== Material ==

┌────────

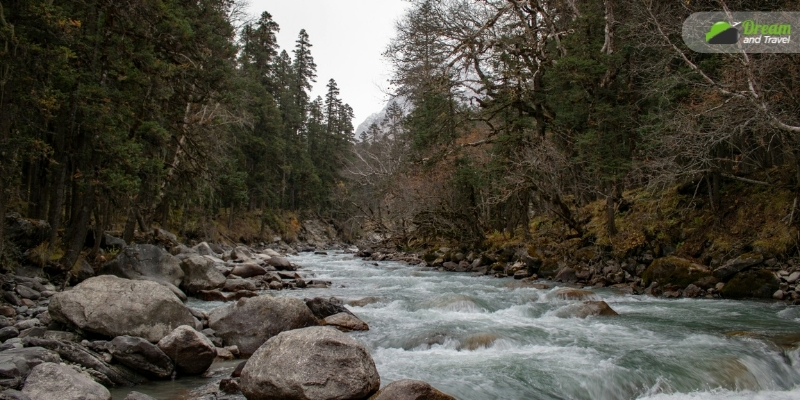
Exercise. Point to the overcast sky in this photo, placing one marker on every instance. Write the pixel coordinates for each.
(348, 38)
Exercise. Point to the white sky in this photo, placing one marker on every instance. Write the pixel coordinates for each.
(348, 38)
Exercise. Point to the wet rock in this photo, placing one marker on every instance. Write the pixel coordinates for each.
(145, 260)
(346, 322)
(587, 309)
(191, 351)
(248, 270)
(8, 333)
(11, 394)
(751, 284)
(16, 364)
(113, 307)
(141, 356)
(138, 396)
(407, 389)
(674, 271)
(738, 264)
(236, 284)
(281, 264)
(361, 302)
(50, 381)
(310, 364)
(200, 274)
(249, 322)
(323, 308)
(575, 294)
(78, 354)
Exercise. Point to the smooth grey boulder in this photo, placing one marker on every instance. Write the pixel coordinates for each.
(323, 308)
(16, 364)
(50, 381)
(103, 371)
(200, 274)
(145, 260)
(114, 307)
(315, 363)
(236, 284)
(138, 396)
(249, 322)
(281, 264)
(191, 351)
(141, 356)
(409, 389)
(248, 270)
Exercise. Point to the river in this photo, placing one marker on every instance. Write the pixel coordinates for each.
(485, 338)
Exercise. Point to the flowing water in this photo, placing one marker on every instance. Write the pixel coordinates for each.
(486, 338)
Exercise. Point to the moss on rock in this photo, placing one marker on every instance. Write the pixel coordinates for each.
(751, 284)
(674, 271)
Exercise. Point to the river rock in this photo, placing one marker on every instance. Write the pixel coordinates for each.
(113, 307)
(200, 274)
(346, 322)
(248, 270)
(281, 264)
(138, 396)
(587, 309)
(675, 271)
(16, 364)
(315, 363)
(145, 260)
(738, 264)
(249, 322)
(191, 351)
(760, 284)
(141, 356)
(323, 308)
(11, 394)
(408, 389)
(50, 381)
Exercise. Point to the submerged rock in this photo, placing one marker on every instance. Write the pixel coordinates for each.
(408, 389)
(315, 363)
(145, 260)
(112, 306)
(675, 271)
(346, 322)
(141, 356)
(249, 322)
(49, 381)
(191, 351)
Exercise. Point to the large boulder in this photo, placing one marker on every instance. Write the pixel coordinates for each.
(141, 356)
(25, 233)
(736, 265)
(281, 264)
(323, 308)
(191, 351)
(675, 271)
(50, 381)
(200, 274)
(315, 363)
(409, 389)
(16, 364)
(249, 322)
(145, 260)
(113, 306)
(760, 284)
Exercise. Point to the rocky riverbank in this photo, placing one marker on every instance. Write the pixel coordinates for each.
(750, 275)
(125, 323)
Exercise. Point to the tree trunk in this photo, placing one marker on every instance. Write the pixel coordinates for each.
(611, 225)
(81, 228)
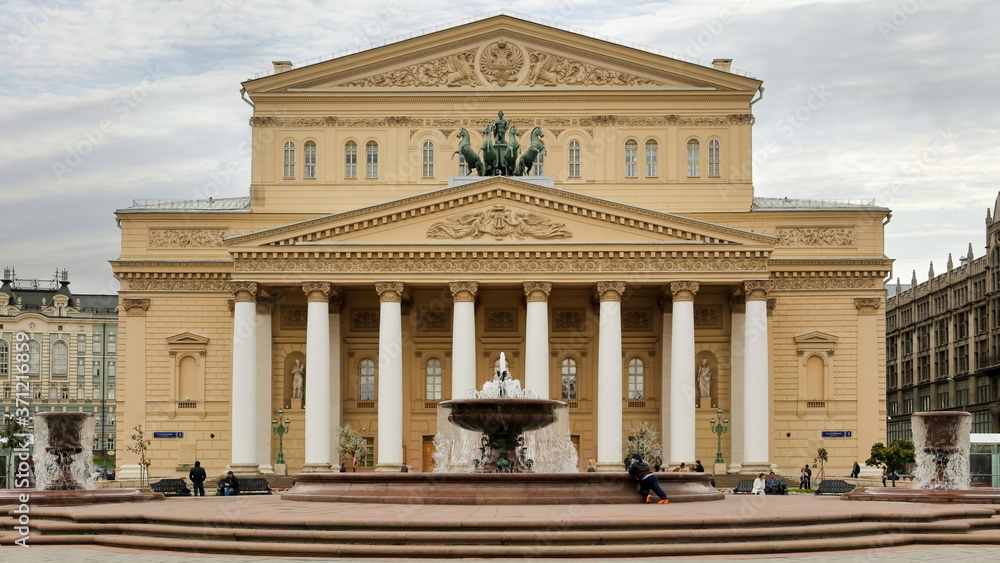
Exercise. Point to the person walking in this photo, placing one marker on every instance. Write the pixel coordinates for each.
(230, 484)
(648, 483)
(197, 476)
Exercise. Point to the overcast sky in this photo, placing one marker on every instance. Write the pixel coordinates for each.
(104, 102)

└────────

== What the exercise asks ==
Swap "submerged" for "sunken" in the records, starting at the line that contains "Exercise. Point to the river rock" and running through the end of the records, both ends included, and write out those lines again with nothing else altered. Leave the pictures out of your answer.

== Completed task ==
Exercise. Point to the river rock in this photo, placing one marker on every instance. Write the pixel coordinates for each.
(113, 307)
(200, 274)
(346, 322)
(248, 270)
(281, 264)
(138, 396)
(587, 309)
(675, 271)
(16, 364)
(315, 363)
(145, 260)
(738, 264)
(249, 322)
(191, 351)
(760, 284)
(141, 356)
(323, 308)
(11, 394)
(408, 389)
(50, 381)
Exercise. Point to the sunken rock in this photo, placing one marker on every instance. Write the pixel coordinates for each.
(408, 389)
(315, 363)
(145, 260)
(112, 306)
(675, 271)
(346, 322)
(141, 356)
(249, 322)
(49, 381)
(191, 351)
Exercise. Point to the large boulder in this photo, placing one marker on every instance. Write the pixel coordinates for each.
(141, 356)
(25, 233)
(736, 265)
(281, 264)
(323, 308)
(191, 351)
(675, 271)
(50, 381)
(200, 274)
(315, 363)
(409, 389)
(16, 364)
(249, 322)
(145, 260)
(113, 306)
(760, 284)
Exercise. Point to the rocky riverbank in this photo, placing one marker on every instance. Write the pixel coordinates for each.
(750, 275)
(125, 323)
Exercise. Point to the tree trunk in this photo, placing one marker on every instance. Write the pixel coordinates for each.
(611, 225)
(81, 228)
Exercise. Point to the person walking in this photo, placing one marker on every instance. Write the pixel coordinates for each.
(230, 484)
(648, 483)
(197, 476)
Exercise. Point to the overcast sky in this photo, placing one marker on every instance. Write the pixel coordinates for each.
(104, 102)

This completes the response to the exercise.